• **Segmentation data**
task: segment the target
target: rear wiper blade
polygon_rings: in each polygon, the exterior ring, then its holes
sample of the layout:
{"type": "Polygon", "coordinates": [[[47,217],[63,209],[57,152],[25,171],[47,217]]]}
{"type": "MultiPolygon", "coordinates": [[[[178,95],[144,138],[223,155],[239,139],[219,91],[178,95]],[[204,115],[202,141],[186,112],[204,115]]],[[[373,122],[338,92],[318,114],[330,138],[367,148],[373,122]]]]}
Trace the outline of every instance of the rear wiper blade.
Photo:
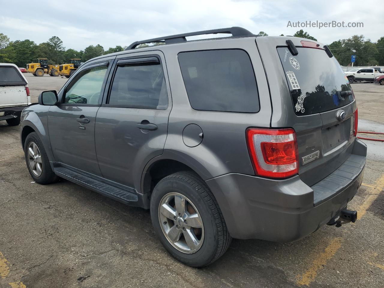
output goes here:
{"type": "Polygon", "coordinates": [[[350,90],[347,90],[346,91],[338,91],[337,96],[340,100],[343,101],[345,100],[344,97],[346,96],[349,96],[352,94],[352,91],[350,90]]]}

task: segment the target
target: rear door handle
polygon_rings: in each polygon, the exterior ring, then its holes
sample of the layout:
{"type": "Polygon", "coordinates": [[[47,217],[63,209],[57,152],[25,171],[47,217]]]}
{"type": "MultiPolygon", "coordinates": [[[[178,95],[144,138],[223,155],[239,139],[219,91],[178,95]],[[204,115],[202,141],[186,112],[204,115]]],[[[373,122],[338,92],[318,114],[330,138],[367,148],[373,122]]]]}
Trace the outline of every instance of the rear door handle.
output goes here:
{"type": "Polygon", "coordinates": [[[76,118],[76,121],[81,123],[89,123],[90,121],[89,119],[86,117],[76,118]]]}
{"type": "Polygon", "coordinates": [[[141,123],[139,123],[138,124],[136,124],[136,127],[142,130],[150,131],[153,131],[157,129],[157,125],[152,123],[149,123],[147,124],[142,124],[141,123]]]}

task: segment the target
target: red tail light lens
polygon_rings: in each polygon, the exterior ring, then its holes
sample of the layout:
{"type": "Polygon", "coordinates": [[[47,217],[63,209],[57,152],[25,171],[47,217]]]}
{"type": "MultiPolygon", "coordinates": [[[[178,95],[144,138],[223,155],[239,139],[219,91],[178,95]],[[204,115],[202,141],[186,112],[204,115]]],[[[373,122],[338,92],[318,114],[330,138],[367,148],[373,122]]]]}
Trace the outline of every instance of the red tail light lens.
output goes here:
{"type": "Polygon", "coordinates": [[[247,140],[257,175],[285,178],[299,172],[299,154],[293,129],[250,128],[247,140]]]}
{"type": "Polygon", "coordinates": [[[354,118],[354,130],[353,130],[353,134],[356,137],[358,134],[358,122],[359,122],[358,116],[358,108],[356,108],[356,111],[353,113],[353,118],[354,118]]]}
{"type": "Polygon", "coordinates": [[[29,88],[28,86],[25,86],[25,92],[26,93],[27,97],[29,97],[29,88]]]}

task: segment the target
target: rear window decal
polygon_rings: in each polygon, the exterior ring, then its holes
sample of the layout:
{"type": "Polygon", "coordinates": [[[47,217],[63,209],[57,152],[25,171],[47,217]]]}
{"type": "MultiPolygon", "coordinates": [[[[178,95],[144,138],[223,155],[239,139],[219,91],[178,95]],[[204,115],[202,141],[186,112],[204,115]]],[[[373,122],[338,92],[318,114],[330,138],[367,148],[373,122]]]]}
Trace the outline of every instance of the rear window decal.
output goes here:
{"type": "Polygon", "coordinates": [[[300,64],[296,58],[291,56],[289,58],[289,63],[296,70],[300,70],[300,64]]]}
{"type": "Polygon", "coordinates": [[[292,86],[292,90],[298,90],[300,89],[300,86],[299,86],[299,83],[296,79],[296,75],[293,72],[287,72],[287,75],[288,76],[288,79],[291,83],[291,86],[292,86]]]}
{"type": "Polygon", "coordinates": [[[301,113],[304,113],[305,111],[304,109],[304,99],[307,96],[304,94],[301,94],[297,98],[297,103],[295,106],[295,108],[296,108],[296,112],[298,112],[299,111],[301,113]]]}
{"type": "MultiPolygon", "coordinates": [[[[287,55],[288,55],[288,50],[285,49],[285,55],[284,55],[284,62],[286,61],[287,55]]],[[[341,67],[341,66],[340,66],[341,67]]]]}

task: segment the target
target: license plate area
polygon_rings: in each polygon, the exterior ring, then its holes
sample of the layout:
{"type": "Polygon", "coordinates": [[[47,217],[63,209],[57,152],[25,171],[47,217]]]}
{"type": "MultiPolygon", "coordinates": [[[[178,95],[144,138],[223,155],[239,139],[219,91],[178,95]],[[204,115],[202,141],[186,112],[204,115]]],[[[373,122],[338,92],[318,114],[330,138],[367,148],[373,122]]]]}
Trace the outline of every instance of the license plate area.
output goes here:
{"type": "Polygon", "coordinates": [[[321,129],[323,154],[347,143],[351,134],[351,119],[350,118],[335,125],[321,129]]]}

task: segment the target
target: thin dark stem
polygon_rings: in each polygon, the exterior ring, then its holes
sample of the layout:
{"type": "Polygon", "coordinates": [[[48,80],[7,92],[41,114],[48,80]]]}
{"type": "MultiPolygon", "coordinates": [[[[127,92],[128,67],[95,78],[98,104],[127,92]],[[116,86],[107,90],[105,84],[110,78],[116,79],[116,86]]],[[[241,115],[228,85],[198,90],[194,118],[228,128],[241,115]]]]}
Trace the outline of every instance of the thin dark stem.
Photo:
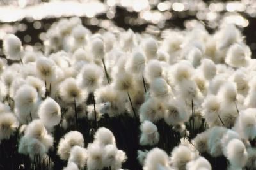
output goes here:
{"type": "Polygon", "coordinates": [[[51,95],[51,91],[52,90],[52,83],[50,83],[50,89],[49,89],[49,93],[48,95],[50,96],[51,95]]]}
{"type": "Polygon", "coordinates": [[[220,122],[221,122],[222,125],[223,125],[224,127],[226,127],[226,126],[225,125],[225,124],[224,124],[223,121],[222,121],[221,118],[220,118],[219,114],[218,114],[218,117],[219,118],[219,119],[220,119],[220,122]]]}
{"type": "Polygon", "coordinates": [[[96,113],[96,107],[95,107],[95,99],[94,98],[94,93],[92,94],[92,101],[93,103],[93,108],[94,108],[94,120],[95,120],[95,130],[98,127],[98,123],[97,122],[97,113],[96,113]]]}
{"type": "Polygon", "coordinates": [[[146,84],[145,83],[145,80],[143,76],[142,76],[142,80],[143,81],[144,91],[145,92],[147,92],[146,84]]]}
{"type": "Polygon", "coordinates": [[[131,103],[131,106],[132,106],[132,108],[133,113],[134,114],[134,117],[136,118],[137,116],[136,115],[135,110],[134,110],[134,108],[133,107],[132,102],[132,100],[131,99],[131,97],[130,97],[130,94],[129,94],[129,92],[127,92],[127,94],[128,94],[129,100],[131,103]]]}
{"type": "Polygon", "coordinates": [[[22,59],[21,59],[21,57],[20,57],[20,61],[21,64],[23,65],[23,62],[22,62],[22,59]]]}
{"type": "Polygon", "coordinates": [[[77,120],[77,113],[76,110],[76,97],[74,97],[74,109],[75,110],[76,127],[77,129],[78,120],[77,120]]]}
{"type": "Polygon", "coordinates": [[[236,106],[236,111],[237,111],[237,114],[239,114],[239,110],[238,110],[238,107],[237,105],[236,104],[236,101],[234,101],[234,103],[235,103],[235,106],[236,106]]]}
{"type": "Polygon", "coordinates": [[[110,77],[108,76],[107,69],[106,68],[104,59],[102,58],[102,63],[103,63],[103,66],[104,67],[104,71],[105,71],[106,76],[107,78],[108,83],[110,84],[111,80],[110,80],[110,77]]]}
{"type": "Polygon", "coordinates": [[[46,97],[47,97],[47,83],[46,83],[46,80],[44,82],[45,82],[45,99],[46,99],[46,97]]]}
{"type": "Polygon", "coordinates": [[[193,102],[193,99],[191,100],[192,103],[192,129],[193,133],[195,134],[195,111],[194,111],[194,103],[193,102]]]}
...
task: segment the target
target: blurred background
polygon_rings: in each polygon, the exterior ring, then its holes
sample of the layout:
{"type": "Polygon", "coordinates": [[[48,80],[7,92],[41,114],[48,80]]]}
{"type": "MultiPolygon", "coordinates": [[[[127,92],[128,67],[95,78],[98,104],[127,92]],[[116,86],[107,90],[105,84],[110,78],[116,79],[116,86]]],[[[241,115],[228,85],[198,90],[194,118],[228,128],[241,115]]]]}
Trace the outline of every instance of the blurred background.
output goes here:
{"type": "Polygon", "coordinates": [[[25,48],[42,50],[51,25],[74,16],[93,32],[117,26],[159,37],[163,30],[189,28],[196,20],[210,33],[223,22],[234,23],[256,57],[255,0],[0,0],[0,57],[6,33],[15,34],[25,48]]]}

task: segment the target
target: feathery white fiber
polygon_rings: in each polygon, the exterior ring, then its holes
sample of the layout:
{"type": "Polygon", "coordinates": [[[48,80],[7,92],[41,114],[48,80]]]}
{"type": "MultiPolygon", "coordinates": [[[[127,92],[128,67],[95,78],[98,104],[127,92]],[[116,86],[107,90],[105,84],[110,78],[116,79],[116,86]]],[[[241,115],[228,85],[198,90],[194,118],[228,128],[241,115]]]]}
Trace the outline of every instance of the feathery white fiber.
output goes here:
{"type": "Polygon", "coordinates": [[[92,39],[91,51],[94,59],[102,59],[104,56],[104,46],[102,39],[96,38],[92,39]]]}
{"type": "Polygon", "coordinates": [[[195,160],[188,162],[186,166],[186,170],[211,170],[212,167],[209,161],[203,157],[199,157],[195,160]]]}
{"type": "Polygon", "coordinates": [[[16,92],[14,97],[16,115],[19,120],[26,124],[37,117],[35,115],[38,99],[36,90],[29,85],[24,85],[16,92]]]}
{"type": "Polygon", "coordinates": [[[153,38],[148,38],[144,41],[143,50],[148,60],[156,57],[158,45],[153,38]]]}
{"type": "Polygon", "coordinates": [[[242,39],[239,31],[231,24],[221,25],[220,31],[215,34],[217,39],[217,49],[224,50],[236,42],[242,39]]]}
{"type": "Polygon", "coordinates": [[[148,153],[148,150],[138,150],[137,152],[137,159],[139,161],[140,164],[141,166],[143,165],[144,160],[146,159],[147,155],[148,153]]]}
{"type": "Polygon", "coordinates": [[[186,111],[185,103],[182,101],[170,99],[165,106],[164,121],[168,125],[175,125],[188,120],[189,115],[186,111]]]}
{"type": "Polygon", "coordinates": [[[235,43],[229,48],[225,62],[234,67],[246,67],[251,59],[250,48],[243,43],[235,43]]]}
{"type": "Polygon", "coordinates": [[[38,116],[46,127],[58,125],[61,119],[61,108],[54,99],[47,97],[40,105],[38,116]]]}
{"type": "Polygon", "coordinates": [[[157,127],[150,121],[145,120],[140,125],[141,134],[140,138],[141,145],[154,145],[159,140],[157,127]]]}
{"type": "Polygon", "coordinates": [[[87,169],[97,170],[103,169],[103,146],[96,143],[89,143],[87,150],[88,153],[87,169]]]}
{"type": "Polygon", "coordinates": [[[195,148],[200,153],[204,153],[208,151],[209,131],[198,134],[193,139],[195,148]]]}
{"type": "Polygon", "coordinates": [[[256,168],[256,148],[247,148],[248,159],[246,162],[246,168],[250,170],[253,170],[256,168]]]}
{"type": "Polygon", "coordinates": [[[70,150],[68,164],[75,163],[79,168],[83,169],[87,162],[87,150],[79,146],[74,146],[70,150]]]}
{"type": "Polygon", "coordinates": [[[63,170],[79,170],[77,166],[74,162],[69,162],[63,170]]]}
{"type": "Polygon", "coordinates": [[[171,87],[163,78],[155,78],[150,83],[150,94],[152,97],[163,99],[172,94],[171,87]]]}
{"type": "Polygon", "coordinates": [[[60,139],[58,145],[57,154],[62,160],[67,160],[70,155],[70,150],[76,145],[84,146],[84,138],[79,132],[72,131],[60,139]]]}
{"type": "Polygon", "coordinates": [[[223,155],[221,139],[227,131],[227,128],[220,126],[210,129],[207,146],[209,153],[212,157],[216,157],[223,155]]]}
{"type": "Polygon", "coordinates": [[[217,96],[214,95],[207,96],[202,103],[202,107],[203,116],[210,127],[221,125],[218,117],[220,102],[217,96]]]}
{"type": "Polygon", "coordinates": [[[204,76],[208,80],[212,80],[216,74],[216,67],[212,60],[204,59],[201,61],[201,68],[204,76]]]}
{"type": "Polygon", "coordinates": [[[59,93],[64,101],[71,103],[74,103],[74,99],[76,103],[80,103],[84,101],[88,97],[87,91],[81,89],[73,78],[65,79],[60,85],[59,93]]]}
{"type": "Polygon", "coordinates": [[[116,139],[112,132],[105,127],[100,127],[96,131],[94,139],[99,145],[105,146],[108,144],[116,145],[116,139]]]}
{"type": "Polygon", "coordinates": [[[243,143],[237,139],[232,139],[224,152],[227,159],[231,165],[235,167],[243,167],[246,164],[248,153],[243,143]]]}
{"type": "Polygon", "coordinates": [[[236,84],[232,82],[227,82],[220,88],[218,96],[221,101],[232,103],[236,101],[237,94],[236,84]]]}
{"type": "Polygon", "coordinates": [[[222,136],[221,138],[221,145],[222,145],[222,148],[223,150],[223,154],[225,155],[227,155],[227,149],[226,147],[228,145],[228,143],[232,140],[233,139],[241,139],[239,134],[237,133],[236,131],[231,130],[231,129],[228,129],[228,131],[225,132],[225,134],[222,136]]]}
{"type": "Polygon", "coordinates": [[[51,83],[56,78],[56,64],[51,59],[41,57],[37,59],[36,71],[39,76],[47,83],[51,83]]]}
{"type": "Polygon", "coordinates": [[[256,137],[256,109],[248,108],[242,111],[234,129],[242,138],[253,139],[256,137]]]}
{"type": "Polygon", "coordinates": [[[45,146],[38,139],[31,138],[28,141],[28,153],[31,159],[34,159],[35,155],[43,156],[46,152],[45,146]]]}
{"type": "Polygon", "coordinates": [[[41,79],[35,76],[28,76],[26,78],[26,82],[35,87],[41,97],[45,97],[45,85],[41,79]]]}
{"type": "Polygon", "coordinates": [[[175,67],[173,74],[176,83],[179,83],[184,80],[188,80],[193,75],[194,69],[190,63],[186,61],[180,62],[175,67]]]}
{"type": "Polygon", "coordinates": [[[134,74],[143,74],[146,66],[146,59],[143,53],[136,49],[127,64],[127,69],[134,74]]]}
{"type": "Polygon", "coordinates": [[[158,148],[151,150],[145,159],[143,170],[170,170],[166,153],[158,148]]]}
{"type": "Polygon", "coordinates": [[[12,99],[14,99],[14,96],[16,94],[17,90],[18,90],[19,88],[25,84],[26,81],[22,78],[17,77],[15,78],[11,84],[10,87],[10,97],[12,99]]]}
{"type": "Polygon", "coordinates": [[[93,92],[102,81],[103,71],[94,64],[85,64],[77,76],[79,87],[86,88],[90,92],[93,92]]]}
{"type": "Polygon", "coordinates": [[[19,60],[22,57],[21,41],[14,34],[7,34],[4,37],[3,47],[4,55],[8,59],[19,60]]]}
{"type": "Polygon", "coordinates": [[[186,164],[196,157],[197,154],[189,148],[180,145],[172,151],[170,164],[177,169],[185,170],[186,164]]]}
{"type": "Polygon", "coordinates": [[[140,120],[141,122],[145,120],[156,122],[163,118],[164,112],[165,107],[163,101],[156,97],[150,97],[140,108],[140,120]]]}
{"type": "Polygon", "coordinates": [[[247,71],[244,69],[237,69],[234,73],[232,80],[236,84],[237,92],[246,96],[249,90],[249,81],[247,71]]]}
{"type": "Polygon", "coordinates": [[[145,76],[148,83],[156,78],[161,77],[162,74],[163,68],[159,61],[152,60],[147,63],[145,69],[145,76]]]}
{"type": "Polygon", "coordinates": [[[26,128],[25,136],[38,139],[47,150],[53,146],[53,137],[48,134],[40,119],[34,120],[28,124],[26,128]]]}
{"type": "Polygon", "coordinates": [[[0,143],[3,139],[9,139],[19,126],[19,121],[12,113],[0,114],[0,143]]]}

• **Work required**
Count the rows above that contain the word "Trace" and give only that number.

• **The answer**
8